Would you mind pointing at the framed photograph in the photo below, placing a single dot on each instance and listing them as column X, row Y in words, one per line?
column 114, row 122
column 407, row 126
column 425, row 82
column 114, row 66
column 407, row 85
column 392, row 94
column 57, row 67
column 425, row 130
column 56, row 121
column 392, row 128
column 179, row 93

#### SHORT TASK:
Return the material word for word, from its first line through the line that contains "column 407, row 85", including both of those lines.

#### WRITTEN SOLUTION:
Would you mind pointing at the framed photograph in the photo below, placing a single dot on each instance and listing them as column X, row Y in words, one per line?
column 114, row 122
column 407, row 126
column 425, row 82
column 114, row 66
column 407, row 85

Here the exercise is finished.